This week's Torah portion is Tazria, from the book of Vayikra (Leviticus), chapter 12:1-13:59. Wild weirdness this week with spiritual questions that are rooted in discussions of scabs, skin conditions, and other bodily delights. More to come on Tazria - when you peel away the scab there are fascinating questions beneath (ok, that was nasty). But for now....
Just a brief word on how Jewish tradition deals with bodily irregularities such as leprosy (at least some people think it is leprosy) and other skin infirmities; and how we deal with it in contemporary society.
I just read a disturbing article about a 1987 US law that creates hurdles for HIV-positive foreigners coming into the US and can prevent their entry altogether. I don't know how many have been denied a visa because they carry HIV since the law was passed, but this case highlights our anxieties about infirmity and contagion, and our tendency to respond to that fear irrationally and with great cruelty.
The Torah discusses this week the laws concerning those in the community who have certain kinds of appearances on the skin. If discoloration or certain other marks appear on the skin, the victim is brought before the priest who must declare the person either tamei or tahor, usually translated as 'impure' and 'pure' or 'unclean' and 'clean.' But these words are not necessarily moral categories, at least in the sense that we understand them. That is, one does not necessarily become tamei by doing something that is forbidden. These categories determine whether you must be separated from the community or certain holy places.

__Your instructions__. Pick up the passage on the Torah portion Tazria after its last sentence and carry it forward.

Data taken from a collection:
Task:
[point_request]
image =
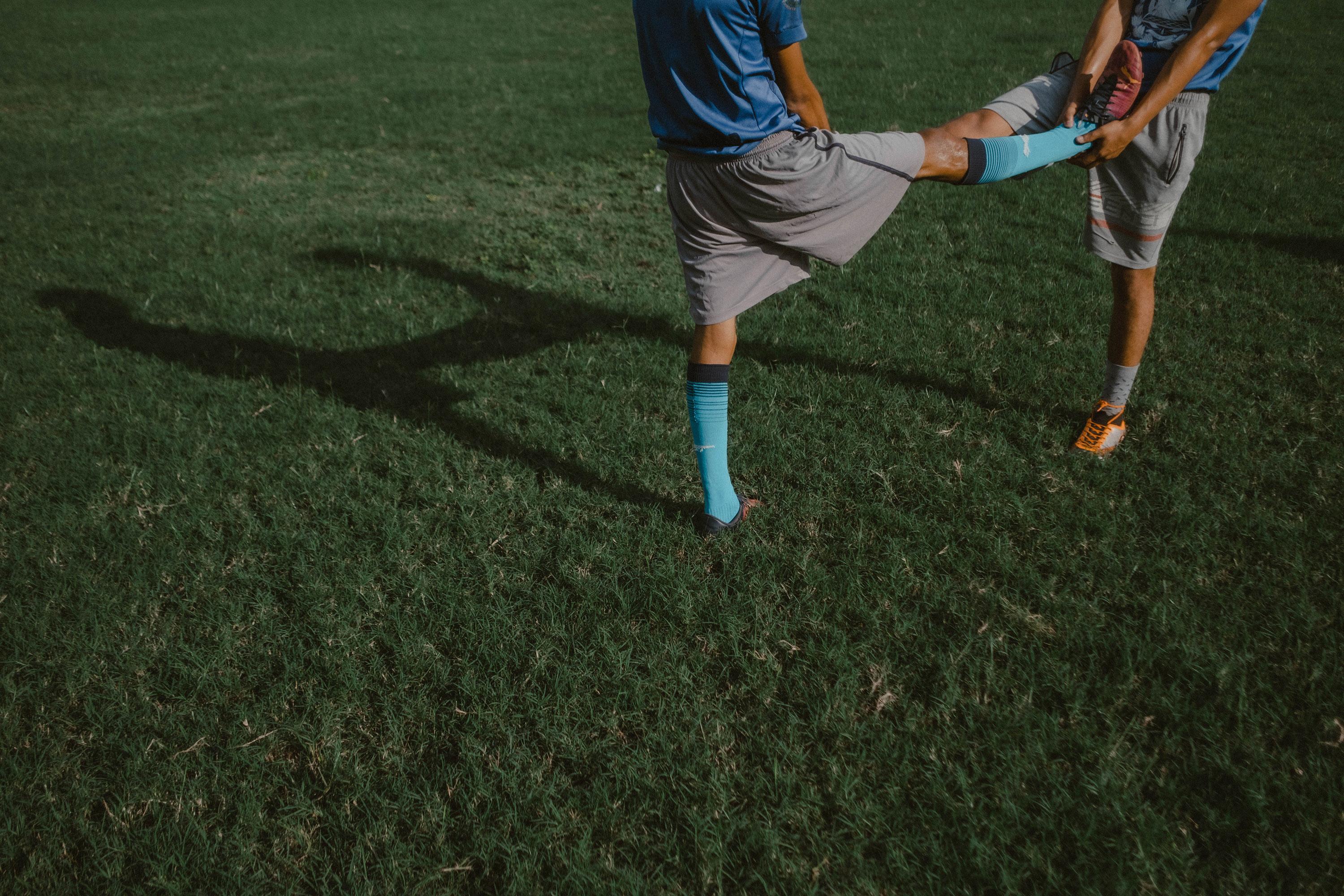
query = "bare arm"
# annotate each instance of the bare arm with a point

__Expected answer__.
In any event, the Torah specifies that a person with marks on his or her body will be declared tamei or tahor by Aaron the priest or his sons. The rabbinic commentators, writing much later, emphasize that regular old Israelites were not permitted to make this declaration. Because declaring a person tamei meant that they had to be physically separated from the rest of the community, the rabbis saw the capacity to declare as one of great power - power not to be misused. Hizkuni (if memory serves - I don't have the text in front of me) says that this declaration must be made by a priest to avoid confusion and inaccurate judgments from those who don't know better.
We read this ancient text of the Torah and think "wow, those people were weird - all those bizarre rituals." But the 1987 law referred to in the Globe and Mail article points out that we still are unsure how to deal with disease. We do assign moral categories to sufferers of disease - and certainly in the '80s and still today AIDS sufferers, especially gay men, bore the brunt of this.
The rabbinic reading of this Torah portion, which emphasized the methodical inspection by the priests as against a response driven by a fearful public stands in stark contrast to how our nation dealt with AIDS sufferers - and how we often deal with all kinds of ill people. As the AIDS crisis unfolded we allowed mass-hysteria to guide social policy.
Often we respond to people with illnesses by seeking to separate them from the community, focus on what we think is the moral dimension (AIDS sufferers are hedonists, obese people are lazy and undisciplined etc) and attempt to cut out the problem from the body politic. The ritual described in this week's Torah portion, while not something that would be great social policy in 2008, has one significant moral advantage: it is concerned with reintroducing people into the community. The priests are charged with separating the diseased until the affliction goes away and then, significantly, initiating a declaration of tahor to bring the sufferer back and restore him or her to public life.